■ **Task requirements**:
Rewrite the rows, requests included, from the start of the rows through the line that contains "(1312, 117)", and raise every coordinate in the answers by 89. Leave out the pictures.

____ Data supplied

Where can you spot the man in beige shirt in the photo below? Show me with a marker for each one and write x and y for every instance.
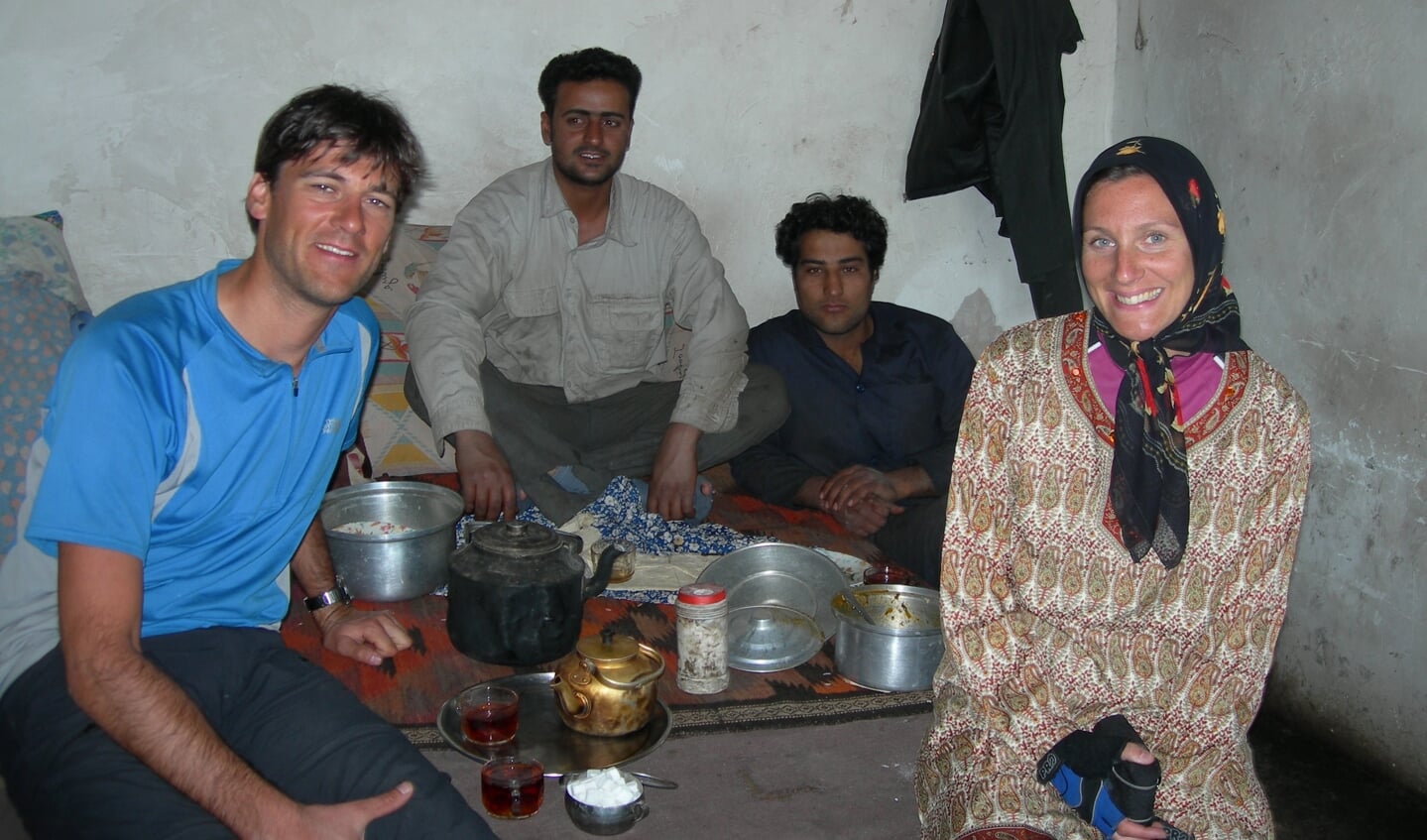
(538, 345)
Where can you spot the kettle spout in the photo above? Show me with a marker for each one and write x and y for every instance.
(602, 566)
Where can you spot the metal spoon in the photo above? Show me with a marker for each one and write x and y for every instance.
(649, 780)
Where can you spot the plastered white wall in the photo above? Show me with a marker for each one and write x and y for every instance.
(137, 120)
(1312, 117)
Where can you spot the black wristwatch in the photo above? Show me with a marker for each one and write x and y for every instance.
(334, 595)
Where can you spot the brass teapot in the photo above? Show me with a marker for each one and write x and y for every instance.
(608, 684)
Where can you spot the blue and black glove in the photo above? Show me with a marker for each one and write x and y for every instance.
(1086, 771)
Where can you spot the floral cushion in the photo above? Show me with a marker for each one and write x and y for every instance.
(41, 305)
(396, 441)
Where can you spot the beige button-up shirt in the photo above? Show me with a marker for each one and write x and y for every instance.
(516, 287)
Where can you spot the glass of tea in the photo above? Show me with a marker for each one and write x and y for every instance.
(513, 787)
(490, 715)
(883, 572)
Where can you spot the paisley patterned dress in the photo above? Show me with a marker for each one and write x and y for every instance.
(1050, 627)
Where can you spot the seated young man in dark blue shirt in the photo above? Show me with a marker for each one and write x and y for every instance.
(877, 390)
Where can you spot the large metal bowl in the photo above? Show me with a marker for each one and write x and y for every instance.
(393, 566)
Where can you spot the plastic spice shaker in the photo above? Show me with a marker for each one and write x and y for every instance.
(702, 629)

________

■ **Response to this task**:
Where can you spot the man in beige shirt in the photo below? Show me with a marker for each one and write x and y for every instance.
(627, 434)
Where can you spot the kettle spout in the photo above? Show me with a marker for each one and write x and y for every instance.
(691, 655)
Where can you spot the metal spoon in the photo above? Show me with a marker for each one and write x and y for every instance.
(738, 869)
Where can you spot the plastered white wall in the photo above? Show me with a marker for each one and write x and y for every instance.
(226, 209)
(1401, 206)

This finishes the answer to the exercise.